### Extract:
>> Start
You can check that it worked by using git status again:

(cookiecutter) ➜  this-is-how-we-batch-it git:(master) ✗ git status
On branch master

Initial commit

Changes to be committed:
  (use "git rm --cached <file>..." to unstage)

    new file:   .gitignore
    new file:   01_notebooks/.gitkeep
    new file:   02_scripts/.gitkeep
    new file:   03_workflows/.gitkeep
    new file:   04_figures/.gitkeep
    new file:   AUTHORS.md
    new file:   LICENSE
    new file:   README.md
    new file:   environment.yml

Now we want to say that we are agreeing to add all of these files together, and add a message, which we'll do using the git commit command:

(cookiecutter) ➜  this-is-how-we-batch-it git:(master) ✗ git commit -m "Initial commit"
[master (root-commit) ff109a7] Initial commit~
 9 files changed, 157 insertions(+)
>> End
### Given data:
>> Start
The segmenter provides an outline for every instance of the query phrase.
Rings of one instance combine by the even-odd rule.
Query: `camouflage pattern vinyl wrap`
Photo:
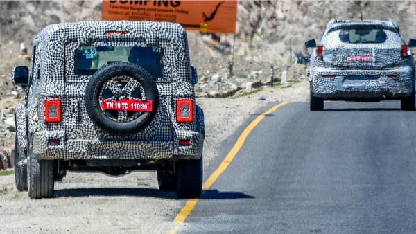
>> End
### Goals:
**A)** Answer these questions about the git tutorial text, one per line, marked the same way:
(i) Which git command is used again to check that it worked?
(ii) What branch is the repository on?
(iii) How many files changed in the commit?
**B)** Rewrite the part of the git tutorial text starting with "Now we want" and going on through "changed, 157 insertions(+)", renaming "master" to "main".
**C)** Go on with the git tutorial text from the point where it stops.
The data shown above plays no part in this exercise.

### Results of the exercise:
**A)**
(i) git status
(ii) master
(iii) 9

**B)**
Now we want to say that we are agreeing to add all of these files together, and add a message, which we'll do using the git commit command:

(cookiecutter) ➜  this-is-how-we-batch-it git:(main) ✗ git commit -m "Initial commit"
[main (root-commit) ff109a7] Initial commit~
 9 files changed, 157 insertions(+)

**C)**
 create mode 100644 .gitignore
 create mode 100644 01_notebooks/.gitkeep
 create mode 100644 02_scripts/.gitkeep
 create mode 100644 03_workflows/.gitkeep
 create mode 100644 04_figures/.gitkeep
 create mode 100644 AUTHORS.md
 create mode 100644 LICENSE
 create mode 100644 README.md
 create mode 100644 environment.yml

Again, we'll check to see how it worked using git status:

(cookiecutter) ➜  this-is-how-we-batch-it git:(master) git status
On branch master
nothing to commit, working tree clean

Now we want to make this folder aware of our GitHub repository. Up until now, they weren't friends! You'll want to use the git remote add origin command from your page, rather than the one I have here.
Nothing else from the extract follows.